**ASSIGNMENT:** Only the records, repeated exactly, should make up the response.

Stored data entries:

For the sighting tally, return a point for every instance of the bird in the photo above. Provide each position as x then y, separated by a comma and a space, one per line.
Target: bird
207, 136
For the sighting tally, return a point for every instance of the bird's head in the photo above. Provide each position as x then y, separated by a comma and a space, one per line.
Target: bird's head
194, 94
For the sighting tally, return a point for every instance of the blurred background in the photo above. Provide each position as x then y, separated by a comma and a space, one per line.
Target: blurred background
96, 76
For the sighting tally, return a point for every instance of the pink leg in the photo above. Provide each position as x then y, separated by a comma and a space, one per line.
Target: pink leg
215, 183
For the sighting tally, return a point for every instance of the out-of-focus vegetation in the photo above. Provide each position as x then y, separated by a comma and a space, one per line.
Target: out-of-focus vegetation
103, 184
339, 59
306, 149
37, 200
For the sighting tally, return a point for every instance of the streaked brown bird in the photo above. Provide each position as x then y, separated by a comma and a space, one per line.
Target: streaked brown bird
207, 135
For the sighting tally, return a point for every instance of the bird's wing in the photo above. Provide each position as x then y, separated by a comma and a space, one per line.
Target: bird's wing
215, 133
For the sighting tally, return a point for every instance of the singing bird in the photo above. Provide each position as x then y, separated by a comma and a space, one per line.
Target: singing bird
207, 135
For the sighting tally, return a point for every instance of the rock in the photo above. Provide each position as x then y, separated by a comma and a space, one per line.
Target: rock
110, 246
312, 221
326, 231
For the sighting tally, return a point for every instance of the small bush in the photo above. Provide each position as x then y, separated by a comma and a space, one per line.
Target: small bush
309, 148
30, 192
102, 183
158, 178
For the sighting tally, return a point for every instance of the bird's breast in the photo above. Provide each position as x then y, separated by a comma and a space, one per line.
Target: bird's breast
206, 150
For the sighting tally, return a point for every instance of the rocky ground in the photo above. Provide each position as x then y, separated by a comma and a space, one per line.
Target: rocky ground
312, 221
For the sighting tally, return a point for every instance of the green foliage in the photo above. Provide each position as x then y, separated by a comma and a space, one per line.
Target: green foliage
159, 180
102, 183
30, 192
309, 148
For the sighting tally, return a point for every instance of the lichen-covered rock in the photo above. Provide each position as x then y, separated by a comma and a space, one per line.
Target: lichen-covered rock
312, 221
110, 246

**RESPONSE:**
For the sighting tally, return a point for every instance of the bird in the photo above. Provide each position as x then y, separated by a comma and a space, one per line.
Target: bird
207, 136
For the sighting tally, return a point for every instance of the bird's head in the photo above. Provide each position as x then y, separated by a comma and a space, one per line.
Target: bird's head
194, 94
For the sighting tally, return a point for every instance of the blurred background in the photo above. Provide each position as x then y, separated by a comma and a space, one per line.
Target: blurred background
96, 76
For the sighting tally, return a point for every instance of the pink leg in the photo above. Provide each position as x then y, separated by a comma and a space, one per line.
Target: pink leg
215, 183
For the sighting tally, return a point for every instance of the out-of-focus vegetation in the photo above. Provide each position as x then y, separated by a comma and a space, one per line.
Target: out-of-focus vegetation
103, 184
339, 59
306, 149
37, 200
For the sighting tally, return a point for every instance of the streaked brown bird in the photo above. Provide each position as x then y, separated by a comma and a space, one per line.
Target: streaked brown bird
207, 135
For the sighting tally, return a point for every instance of the bird's wing in the photo above. Provide each position as x then y, separated by a comma and a space, one per line.
Target: bird's wing
215, 133
For the sighting tally, return a point for every instance of the singing bird in the photo above. Provide each position as x then y, separated by a comma and a space, one per line.
Target: singing bird
207, 135
For the sighting tally, return a point for every instance of the rock in the photo above. Provide each position as x then y, separated by a comma and a space, one per line.
Target: rock
110, 246
312, 221
326, 231
For the sighting tally, return a point for every instance of the small bush in the photo above. Provide each position as x then y, separated by a comma and a space, one per line.
Target: small bush
309, 148
30, 192
102, 183
158, 178
For the sighting tally, return a point for every instance of the bird's breast in the photo above. Provide each position as x then y, separated by a comma and a space, one per line.
Target: bird's breast
206, 150
For the sighting tally, return a point for every instance of the rocky ground in the photo above. Provide each position as x then y, separated by a comma and a space, one per line.
Target: rocky ground
312, 221
For the sighting tally, return a point for every instance of the green foliage in the photo above. Provide each position as x then y, separated by a comma and a space, one per line.
Target: green foliage
159, 180
102, 183
30, 192
309, 148
For the sighting tally, return a point for every instance of the lichen-covered rock in the photo above. Provide each position as x then y, separated by a comma and a space, one per line.
Target: lichen-covered rock
312, 221
110, 246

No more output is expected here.